-- Supplied passage --
____

Property names must not feature any blank space, nor any of the characters = # ” { } [ ] < >, and must be at least one character long.

Here is an example showcasing the use of these various data types :

ExampleInsulator:
    dec_property = 34
    hex_property = 0x10
    bool_property = true
    float_property = 1.5
    string_property = "My first C program used to write \"Hello World !\\n\\tSucker :P\"..."
Advanced value types

Beyond the property values presented earlier, which represents raw information that can be directly parsed by a system-wide parser, there are times where more fancy properties are needed. For these use cases, pointers, custom values, structures and arrays  come in handy.

Pointers point to another process property within the same insulator. They can be used for a wide range of things, from keeping the value of two variables in sync to implementing linked lists. In configuration file, pointer values are specified by using the “&” character, followed by the name of the property which the pointer points to. The “NULL” special value can also be used to create a pointer which points to nothing. Implementations of this specification must provide recursion detection in their pointer implementations, in order to prevent a pointer pointing to itself in a direct or indirect fashion to cause crashes.

    int_value = 30
    int_ptr = &int_value
    null_ptr = NULL

Custom values allow insulators to extend the set of primitive value types presented earlier with other kinds of values, which shall be parsed by the insulator itself. They work by starting a property’s value with the special character “<” and ending it with the special character “>” and the customary line feed. Anything in-between these two characters, including line feeds, shall be ignored by compliant parser implementations.

____

[Point annotation records]

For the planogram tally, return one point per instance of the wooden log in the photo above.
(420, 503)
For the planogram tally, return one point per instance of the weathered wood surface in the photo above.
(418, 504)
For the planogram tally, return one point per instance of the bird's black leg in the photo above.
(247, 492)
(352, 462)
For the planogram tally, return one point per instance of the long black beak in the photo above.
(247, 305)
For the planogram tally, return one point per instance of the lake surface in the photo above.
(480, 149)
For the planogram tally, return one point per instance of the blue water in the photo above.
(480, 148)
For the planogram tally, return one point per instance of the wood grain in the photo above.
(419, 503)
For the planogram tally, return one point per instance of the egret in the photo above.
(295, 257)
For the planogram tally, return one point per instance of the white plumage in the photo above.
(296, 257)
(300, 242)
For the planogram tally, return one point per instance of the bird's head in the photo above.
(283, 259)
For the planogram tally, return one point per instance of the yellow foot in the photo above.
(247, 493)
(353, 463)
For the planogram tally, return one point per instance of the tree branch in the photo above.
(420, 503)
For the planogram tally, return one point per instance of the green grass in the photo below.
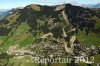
(91, 39)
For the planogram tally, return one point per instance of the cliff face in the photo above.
(50, 31)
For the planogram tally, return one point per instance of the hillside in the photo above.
(41, 31)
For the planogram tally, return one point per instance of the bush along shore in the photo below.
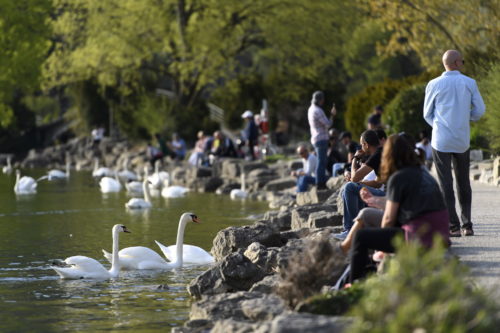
(275, 275)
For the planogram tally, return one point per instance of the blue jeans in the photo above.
(303, 182)
(336, 168)
(321, 148)
(353, 203)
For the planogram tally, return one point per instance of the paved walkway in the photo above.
(481, 252)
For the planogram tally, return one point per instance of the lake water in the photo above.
(73, 218)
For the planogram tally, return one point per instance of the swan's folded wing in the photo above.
(85, 264)
(168, 252)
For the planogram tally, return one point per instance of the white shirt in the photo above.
(452, 101)
(310, 165)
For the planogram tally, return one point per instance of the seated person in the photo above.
(222, 146)
(351, 147)
(370, 146)
(305, 176)
(415, 207)
(178, 146)
(197, 157)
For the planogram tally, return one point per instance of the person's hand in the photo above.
(333, 111)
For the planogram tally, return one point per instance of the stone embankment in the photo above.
(240, 292)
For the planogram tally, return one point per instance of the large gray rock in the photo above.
(230, 239)
(300, 215)
(234, 273)
(280, 184)
(267, 285)
(265, 258)
(280, 220)
(292, 322)
(313, 196)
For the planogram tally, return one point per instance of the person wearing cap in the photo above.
(375, 119)
(319, 124)
(250, 133)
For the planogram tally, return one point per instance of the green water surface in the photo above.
(72, 217)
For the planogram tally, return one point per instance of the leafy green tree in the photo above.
(24, 41)
(429, 27)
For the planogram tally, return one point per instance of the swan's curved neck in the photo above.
(115, 262)
(180, 241)
(145, 189)
(243, 184)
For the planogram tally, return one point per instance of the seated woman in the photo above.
(414, 208)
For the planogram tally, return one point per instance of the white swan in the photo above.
(108, 184)
(140, 257)
(25, 184)
(101, 171)
(56, 174)
(7, 169)
(82, 267)
(239, 193)
(190, 254)
(125, 174)
(140, 203)
(173, 191)
(158, 178)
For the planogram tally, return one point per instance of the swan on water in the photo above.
(140, 257)
(125, 174)
(108, 184)
(240, 193)
(140, 203)
(173, 191)
(82, 267)
(7, 169)
(101, 171)
(56, 174)
(25, 184)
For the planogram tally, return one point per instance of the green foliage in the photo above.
(24, 41)
(423, 291)
(361, 105)
(405, 112)
(490, 87)
(334, 303)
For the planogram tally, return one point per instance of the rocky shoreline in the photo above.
(241, 292)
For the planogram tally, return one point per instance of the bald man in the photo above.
(452, 101)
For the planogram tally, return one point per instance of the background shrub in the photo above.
(424, 292)
(405, 112)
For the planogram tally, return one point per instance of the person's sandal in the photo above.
(467, 232)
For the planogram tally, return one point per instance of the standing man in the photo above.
(250, 133)
(305, 176)
(319, 124)
(451, 102)
(375, 119)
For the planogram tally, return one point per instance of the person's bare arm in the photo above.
(390, 214)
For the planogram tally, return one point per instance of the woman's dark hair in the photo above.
(399, 152)
(370, 137)
(380, 133)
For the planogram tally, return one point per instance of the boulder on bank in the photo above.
(234, 273)
(231, 239)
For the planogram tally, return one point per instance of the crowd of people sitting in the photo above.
(209, 148)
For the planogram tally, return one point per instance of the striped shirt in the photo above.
(318, 123)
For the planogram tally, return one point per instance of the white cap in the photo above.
(247, 114)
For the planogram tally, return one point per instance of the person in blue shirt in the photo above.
(250, 133)
(452, 101)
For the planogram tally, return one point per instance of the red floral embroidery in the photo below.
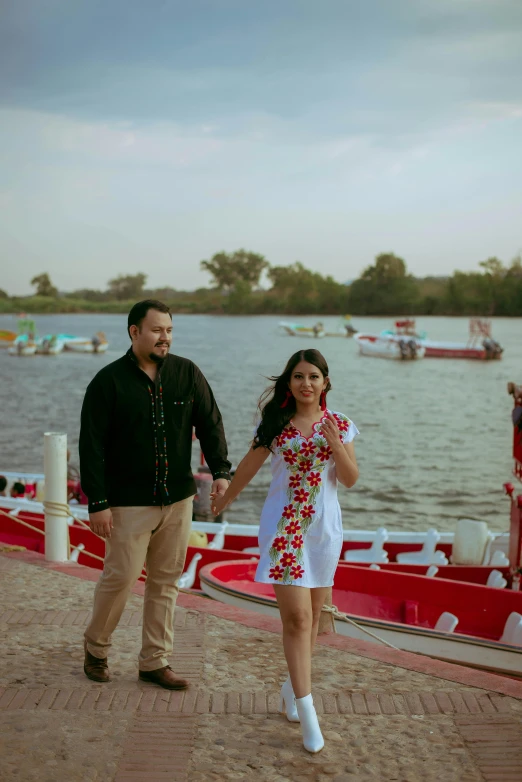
(342, 424)
(279, 544)
(287, 559)
(290, 456)
(308, 448)
(297, 541)
(301, 495)
(324, 453)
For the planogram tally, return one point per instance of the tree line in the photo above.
(383, 288)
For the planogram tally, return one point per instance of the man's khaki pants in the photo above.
(154, 536)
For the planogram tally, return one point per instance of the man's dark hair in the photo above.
(139, 311)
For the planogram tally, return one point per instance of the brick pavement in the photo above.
(162, 734)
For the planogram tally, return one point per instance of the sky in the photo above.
(145, 137)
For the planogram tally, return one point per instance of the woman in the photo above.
(300, 531)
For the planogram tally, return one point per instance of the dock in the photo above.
(385, 714)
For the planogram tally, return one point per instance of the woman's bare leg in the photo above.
(295, 607)
(318, 596)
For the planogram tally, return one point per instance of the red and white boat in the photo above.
(473, 625)
(480, 345)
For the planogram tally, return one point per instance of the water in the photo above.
(436, 434)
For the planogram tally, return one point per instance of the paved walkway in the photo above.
(385, 715)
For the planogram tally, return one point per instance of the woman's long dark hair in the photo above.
(274, 418)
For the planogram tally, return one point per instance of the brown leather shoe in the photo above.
(95, 668)
(164, 677)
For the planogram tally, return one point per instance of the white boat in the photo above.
(96, 344)
(463, 623)
(7, 338)
(22, 346)
(49, 345)
(296, 330)
(390, 346)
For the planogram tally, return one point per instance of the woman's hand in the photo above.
(218, 503)
(331, 433)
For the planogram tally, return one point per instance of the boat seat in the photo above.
(428, 555)
(499, 559)
(218, 541)
(498, 551)
(512, 630)
(446, 623)
(189, 576)
(375, 553)
(470, 542)
(496, 580)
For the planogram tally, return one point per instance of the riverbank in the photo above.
(385, 715)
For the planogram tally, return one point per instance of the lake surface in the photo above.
(436, 434)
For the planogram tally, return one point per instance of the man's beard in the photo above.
(158, 359)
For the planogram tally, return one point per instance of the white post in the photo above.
(55, 468)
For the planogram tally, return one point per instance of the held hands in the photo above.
(331, 433)
(217, 492)
(101, 523)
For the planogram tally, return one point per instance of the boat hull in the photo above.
(389, 347)
(233, 584)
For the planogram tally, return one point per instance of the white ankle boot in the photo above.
(287, 702)
(312, 737)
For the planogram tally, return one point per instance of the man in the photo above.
(135, 453)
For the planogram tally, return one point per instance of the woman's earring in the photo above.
(288, 397)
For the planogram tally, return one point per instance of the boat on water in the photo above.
(345, 329)
(96, 344)
(49, 345)
(390, 346)
(473, 624)
(7, 338)
(480, 345)
(23, 345)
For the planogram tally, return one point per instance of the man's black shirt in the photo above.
(136, 434)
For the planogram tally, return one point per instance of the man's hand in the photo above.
(101, 523)
(331, 433)
(219, 487)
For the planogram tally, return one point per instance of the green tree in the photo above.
(385, 288)
(128, 286)
(227, 269)
(44, 286)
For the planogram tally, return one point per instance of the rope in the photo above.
(339, 615)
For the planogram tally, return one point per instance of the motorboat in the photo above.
(296, 330)
(480, 345)
(22, 346)
(459, 622)
(390, 346)
(96, 344)
(7, 338)
(49, 345)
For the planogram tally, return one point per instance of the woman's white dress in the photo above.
(301, 530)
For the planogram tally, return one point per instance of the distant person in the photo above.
(17, 489)
(135, 456)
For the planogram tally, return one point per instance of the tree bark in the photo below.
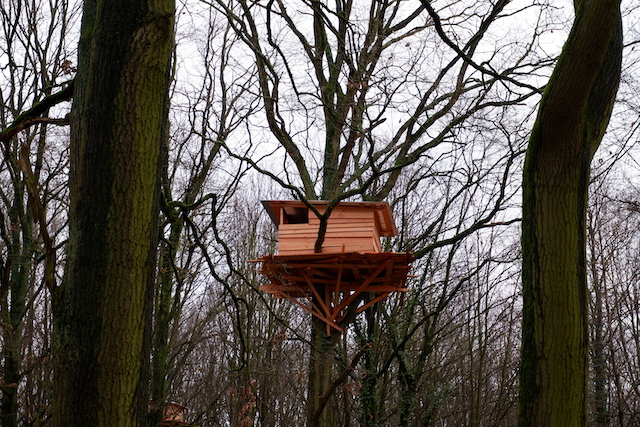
(573, 115)
(101, 311)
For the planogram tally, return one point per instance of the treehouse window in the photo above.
(295, 215)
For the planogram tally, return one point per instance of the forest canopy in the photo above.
(427, 105)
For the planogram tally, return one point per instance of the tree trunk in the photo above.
(572, 118)
(101, 311)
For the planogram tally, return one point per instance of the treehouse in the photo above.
(349, 273)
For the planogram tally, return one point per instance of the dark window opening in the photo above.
(295, 215)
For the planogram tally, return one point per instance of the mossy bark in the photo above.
(101, 311)
(573, 115)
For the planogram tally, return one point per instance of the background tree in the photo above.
(572, 118)
(102, 309)
(36, 65)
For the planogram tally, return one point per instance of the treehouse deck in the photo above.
(326, 285)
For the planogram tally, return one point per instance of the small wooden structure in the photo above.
(351, 269)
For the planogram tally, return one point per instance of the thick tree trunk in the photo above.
(573, 116)
(101, 311)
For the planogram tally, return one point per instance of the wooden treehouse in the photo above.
(350, 272)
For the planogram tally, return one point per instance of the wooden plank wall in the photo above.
(348, 230)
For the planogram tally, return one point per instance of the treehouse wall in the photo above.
(348, 230)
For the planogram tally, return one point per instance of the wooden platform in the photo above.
(326, 285)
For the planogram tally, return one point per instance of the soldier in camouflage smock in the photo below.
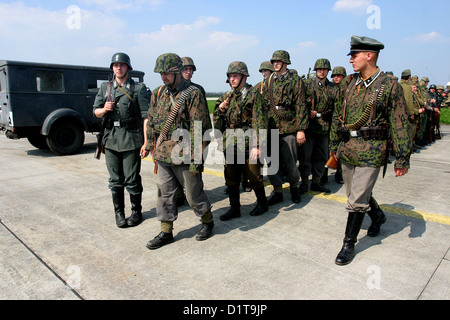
(284, 92)
(370, 112)
(123, 104)
(178, 110)
(239, 113)
(266, 69)
(314, 153)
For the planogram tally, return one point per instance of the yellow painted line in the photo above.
(417, 214)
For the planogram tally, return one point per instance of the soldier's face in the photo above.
(120, 69)
(358, 61)
(266, 73)
(338, 78)
(188, 72)
(322, 73)
(278, 66)
(235, 80)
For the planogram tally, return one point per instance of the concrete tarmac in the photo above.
(58, 239)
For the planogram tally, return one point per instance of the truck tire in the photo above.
(38, 140)
(65, 138)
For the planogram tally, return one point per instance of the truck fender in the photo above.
(62, 113)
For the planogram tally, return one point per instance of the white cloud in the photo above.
(432, 37)
(352, 6)
(199, 36)
(119, 5)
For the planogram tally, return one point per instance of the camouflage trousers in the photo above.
(359, 183)
(170, 178)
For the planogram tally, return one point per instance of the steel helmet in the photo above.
(266, 65)
(168, 62)
(238, 67)
(282, 56)
(322, 64)
(121, 57)
(188, 62)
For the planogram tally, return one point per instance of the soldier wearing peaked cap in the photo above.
(369, 115)
(176, 109)
(124, 103)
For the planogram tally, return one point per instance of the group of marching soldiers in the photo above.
(301, 110)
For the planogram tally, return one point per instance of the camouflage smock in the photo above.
(391, 110)
(246, 110)
(289, 96)
(193, 110)
(322, 95)
(118, 138)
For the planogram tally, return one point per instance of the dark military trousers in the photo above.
(233, 174)
(124, 171)
(287, 166)
(170, 177)
(313, 154)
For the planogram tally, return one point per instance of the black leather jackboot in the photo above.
(347, 253)
(136, 210)
(119, 208)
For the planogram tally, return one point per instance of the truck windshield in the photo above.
(49, 81)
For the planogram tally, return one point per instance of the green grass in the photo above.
(445, 115)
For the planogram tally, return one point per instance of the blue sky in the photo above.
(215, 33)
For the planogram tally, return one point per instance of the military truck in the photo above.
(51, 104)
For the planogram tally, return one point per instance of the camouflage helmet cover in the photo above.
(121, 57)
(168, 63)
(282, 56)
(322, 64)
(188, 62)
(238, 67)
(266, 65)
(339, 71)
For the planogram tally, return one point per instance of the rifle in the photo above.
(100, 147)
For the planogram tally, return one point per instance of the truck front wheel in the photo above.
(65, 138)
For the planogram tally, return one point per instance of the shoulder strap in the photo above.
(176, 107)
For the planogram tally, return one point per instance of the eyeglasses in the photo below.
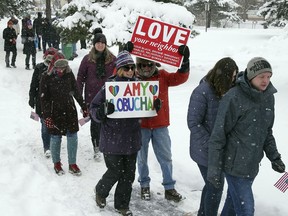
(150, 64)
(127, 68)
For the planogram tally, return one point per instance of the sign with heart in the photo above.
(132, 99)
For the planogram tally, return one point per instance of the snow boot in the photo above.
(58, 168)
(74, 169)
(97, 154)
(125, 212)
(145, 193)
(101, 202)
(173, 195)
(47, 153)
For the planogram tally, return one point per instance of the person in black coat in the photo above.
(34, 96)
(37, 26)
(10, 36)
(29, 45)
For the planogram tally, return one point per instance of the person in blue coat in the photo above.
(202, 111)
(241, 135)
(120, 140)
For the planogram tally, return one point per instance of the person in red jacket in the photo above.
(156, 128)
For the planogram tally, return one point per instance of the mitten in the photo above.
(185, 66)
(128, 46)
(278, 165)
(31, 102)
(157, 104)
(215, 181)
(105, 109)
(49, 123)
(85, 113)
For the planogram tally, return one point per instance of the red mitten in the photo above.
(49, 123)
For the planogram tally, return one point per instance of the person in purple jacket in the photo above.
(94, 70)
(202, 111)
(120, 140)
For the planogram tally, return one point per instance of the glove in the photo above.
(215, 181)
(105, 109)
(31, 102)
(49, 123)
(128, 46)
(85, 113)
(157, 104)
(184, 50)
(278, 165)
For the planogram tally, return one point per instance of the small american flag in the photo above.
(282, 183)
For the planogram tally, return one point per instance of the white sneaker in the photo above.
(47, 153)
(97, 154)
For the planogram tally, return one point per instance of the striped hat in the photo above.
(124, 58)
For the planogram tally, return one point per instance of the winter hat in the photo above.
(99, 36)
(29, 22)
(257, 66)
(61, 63)
(55, 58)
(124, 58)
(9, 23)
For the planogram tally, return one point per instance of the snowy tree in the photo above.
(275, 12)
(14, 7)
(117, 19)
(220, 10)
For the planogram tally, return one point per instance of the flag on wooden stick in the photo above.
(282, 183)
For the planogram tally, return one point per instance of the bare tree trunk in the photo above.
(48, 9)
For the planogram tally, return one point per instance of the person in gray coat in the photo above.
(242, 133)
(202, 111)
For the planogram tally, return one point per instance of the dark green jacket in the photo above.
(242, 131)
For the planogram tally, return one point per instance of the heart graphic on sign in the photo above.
(114, 90)
(153, 89)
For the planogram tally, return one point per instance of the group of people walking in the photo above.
(230, 117)
(35, 35)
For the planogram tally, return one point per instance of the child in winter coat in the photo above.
(120, 140)
(29, 45)
(57, 89)
(10, 36)
(155, 129)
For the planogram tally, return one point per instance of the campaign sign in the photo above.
(132, 99)
(158, 41)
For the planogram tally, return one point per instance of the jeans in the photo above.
(120, 169)
(45, 136)
(240, 194)
(95, 128)
(72, 144)
(210, 197)
(162, 148)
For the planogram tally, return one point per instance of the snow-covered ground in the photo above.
(29, 186)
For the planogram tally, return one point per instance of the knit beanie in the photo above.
(257, 66)
(124, 58)
(9, 23)
(99, 36)
(55, 58)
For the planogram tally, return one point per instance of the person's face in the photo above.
(99, 46)
(261, 81)
(128, 71)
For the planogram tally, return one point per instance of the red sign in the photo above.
(158, 41)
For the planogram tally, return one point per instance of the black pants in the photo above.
(120, 169)
(95, 128)
(7, 57)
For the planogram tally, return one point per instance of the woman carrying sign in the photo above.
(120, 140)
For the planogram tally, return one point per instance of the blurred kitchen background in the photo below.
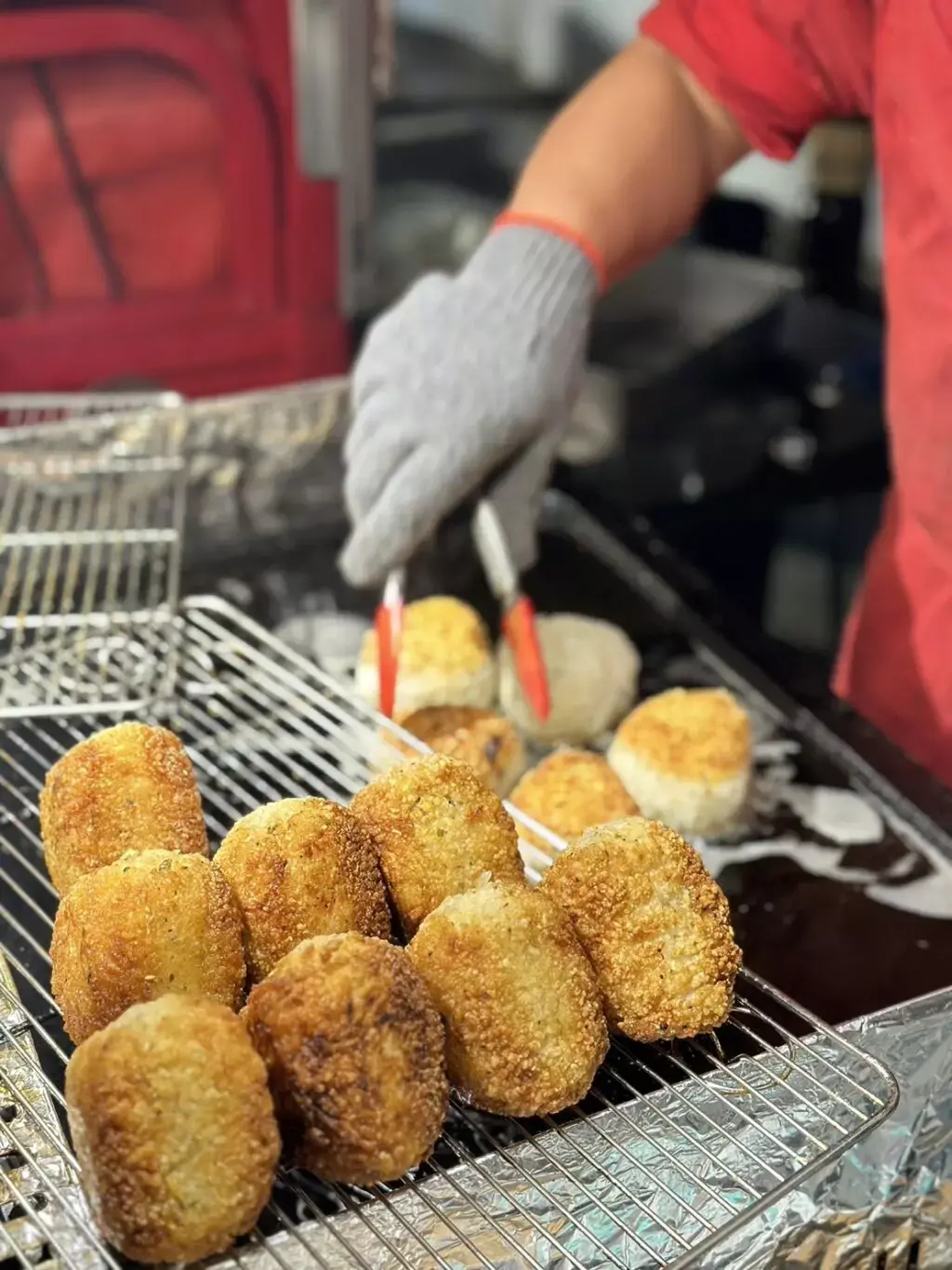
(218, 194)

____

-- Tasks to complete --
**1.** In the configuration-format text, why must implementations include recursion detection for pointers? Answer in one to three sentences.
**2.** Repeat the configuration-format text word for word from "Custom values allow" to "compliant parser implementations.".
**3.** Write what comes next in the configuration-format text, picking up after its final sentence.

-- Per-task outputs --
**1.** Recursion detection is required so that a pointer that points to itself, either directly or indirectly, does not cause crashes.

**2.**
Custom values allow insulators to extend the set of primitive value types presented earlier with other kinds of values, which shall be parsed by the insulator itself. They work by starting a property’s value with the special character “<” and ending it with the special character “>” and the customary line feed. Anything in-between these two characters, including line feeds, shall be ignored by compliant parser implementations.

**3.**
    custom_value = <hexbyte[16] - 546865204F537C70 6572696D656E7400>

Structures, just like C structs (which they take inspiration from), are used to organize large sets of process properties by slicing them into heterogeneous groups. They start with the “{” character, followed by a line feed and a list of process properties that uses the same syntax as above but with an extra level of indentation. After the last property that is to be put inside of the structure is specified, a “}” character closes the structure, and after a line feed one can move on to describe the next process property. Structures can be nested indefinitely, and to tell the parser to access a specific structure element in a request or a pointer value, one uses the “structure_name.property_name” syntax, where structure_name is the name of the structure and property_name is the name of the requested property inside of it.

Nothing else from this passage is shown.